PROMPT. Can you resume the forum thread about the Orange Canada Co. soda bottle, picking up right after its final post?

DOCUMENT SECTION.
════════════════
# Orange Canada co - art deco soda bottle 1931



## RCO (Jul 5, 2015)

kind of a mystery bottle , not a swim find but found this weekend in an antique store , haven't been able to find anything about it in my books or online , owner I bought it from though it might of been from Montreal ? however really not sure if that is accurate or not . didn't pay much for it just though it was neat as I had never seen it before . markings of bottle - Orange Canada co ,  along bottom side -design reg'd 1931 , contents 6 1/2 oz , on bottom a large CO and a triangle consumers glass logo if anyone has more info or seen another one yet me know


----------



## Canadacan (Jul 6, 2015)

Great bottle you have there!...I unfortunately don't know anything about it, could not find anything online either...it's kind of in there with my Orange Dandy Co. bottle that I suspect it from Quebec?....but really just a beautiy of a bottle!


----------



## SODAPOPBOB (Jul 6, 2015)

Neat looking deco bottle. I did a quick search but could not find a single reference for the Orange Canada Company, nor a picture of the same bottle. It might be what I call a one-hit-wonder from a short-lived bottler. However, along the way I came across this Orange Crush article and thought it might be of interest to Canadian collectors. By saving it you should be able to crop it into segments and get a better look at the text and the various Canadian bottling plants, which are dated. From ... The Winnipeg Evening Tribune ~ Winnipeg, Manitoba, Canada ~ February 7, 1923


----------



## SODAPOPBOB (Jul 6, 2015)

I cropped one of the pictures from the article and thought I'd show you how it turned out ...


----------



## Canadacan (Jul 6, 2015)

Newspaper.com seems to have papers the others don't have...one of them is the Ottawa Journal, that is far enough east that it might have something.


----------



## Canadacan (Jul 6, 2015)

Interesting!...stumbled upon this book just now, I don't know if it's still in print?....there is some English text describing what the book has....also says it has a list of all bottlers. If you can find documentation of this bottler that'd be a good thing for you....that could turn out to be a very scarce bottle! http://clubout.voila.net/LIVRE.HTM


----------



## CanadianBottles (Jul 6, 2015)

Montreal is a good bet.  There was a brand of soda called Orange Montreal, put out by the Montreal Orange Company.  The odd name coupled with the word reversal in the company name (CO could stand for Canada Orange Company) suggests that this might have been an ill-fated national version of the Montreal product. http://www.ebay.ca/itm/6-...REE-SHIP-/141195770852


----------



## RCO (Jul 6, 2015)

a picture of the bottle filled with orange crush , was curious to see what it look like ,


----------



## RCO (Jul 6, 2015)

I'm rather clueless about the bottles origin , but I do think its more than likely it came from a major city in eastern Canada as the smaller towns had there own bottlers and didn't have the financial resources to put out a bottle like this in the 30's . so that would leave Toronto , Ottawa , Montreal as most likely places its from . more than likely it didn't operate for very long back then and company didn't survive the depression .
════════════════
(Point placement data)
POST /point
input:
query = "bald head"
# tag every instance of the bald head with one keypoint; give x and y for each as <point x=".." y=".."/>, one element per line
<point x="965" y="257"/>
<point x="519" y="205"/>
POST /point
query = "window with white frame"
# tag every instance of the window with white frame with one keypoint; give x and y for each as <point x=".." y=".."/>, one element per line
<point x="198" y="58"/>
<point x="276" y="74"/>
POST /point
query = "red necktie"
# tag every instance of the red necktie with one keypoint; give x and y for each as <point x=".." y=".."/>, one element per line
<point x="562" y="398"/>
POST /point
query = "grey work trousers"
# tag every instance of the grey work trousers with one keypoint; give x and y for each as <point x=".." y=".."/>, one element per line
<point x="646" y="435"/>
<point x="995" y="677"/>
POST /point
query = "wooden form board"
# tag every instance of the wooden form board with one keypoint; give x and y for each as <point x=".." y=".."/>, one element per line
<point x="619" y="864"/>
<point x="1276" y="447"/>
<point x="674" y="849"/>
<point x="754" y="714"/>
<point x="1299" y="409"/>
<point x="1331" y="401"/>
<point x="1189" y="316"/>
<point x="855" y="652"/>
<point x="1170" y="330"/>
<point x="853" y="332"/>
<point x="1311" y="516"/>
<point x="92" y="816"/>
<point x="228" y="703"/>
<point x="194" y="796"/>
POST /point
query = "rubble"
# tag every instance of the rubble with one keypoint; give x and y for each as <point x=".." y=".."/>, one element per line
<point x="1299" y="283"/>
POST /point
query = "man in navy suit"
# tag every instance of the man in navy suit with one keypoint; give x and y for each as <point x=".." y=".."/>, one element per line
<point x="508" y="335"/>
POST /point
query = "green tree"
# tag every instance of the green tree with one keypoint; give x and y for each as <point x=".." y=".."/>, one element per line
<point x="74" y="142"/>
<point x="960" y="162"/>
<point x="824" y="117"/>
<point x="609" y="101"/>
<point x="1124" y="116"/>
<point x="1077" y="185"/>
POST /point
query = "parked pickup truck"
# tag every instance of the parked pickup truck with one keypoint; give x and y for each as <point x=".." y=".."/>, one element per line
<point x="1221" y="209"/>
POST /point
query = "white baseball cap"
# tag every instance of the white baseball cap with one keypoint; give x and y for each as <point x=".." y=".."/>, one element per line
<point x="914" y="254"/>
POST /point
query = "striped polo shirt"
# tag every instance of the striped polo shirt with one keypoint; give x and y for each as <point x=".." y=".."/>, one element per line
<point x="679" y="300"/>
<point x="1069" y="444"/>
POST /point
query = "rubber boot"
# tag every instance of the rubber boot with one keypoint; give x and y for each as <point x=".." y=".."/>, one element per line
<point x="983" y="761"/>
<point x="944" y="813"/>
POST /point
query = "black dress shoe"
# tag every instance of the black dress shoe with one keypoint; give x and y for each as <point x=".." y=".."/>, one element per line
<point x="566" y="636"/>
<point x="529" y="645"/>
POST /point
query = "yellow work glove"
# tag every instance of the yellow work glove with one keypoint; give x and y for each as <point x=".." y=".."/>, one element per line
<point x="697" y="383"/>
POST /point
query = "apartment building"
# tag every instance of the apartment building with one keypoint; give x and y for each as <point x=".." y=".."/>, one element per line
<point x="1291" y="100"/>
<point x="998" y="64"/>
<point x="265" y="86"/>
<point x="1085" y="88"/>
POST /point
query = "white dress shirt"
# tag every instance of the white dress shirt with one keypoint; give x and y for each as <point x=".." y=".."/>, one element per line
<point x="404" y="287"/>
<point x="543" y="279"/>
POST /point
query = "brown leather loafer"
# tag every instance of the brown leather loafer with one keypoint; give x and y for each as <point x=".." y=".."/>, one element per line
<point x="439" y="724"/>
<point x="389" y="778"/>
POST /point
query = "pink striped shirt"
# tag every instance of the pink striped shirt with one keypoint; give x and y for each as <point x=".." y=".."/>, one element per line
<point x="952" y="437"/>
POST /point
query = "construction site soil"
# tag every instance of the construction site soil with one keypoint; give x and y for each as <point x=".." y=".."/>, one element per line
════════════════
EXERCISE ANSWER.
----------



## SODAPOPBOB (Jul 6, 2015)

I just found this and haven't followed up on it yet ...  Montreal Orange Co.Address:  5363 Chamborg St.City:   MontrealState/Province:   QuebecCountry:   Canada(1931-1933) Cap pictured below is from the eBay link


----------



## SODAPOPBOB (Jul 6, 2015)

Just skirting the edges but not finding the right one ...                                                    Montréal Orange Bottling Company Ltd. The company was in operation from 1935 to 1945 and produced the  Flirt, Luxury Cocktail, Opera Cocktail and Aromatic Cocktail brands.


----------



## SODAPOPBOB (Jul 6, 2015)

This link is to a Opera Cocktail bottle and is connected to the Montreal Orange Bottling Company Ltd. cap I just posted, but I'm not sure if its related to the brand in question. According to the seller and mark on the base, this particular bottle is dated 1936 ... http://www.ebay.com/itm/RARE-OPERA-SODA-BOTTLE-DE-LUXE-COCKTAIL-AROMATIC-1936-MONT-ORANGE-/131442570134?nma=true&si=AwbLD33sRm2J6102AxJjJeTDN4c%253D&orig_cvip=true&rt=nc&_trksid=p2047675.l2557 Note: I cannot find anything under the name "Orange Canada Company" and suspect it might be related to one of these other companies. ???


----------



## Canadacan (Jul 7, 2015)

RCO the bottle looks cool filled!...do you have a caper and crowns?..would look great to leave it filled for display.That is a pretty cool bottle as well Bob.Hey just while were on the subject of mystery Orange sodas, just want to post a pic of this in case Bob happens to see something in his travels on the net, and don't mean to try to take away or divert attention from your bottle RCO.It's a Orange Dandy Co. Ltd., patented Feb 23, 1924. This was a pretty interesting time as so many companies tried to stake their claim in the Orange soda market after seeing the successes that Orange Crush had. [attachment=2015-07-06 21.46.03_resized.jpg]


----------



## Canadacan (Jul 7, 2015)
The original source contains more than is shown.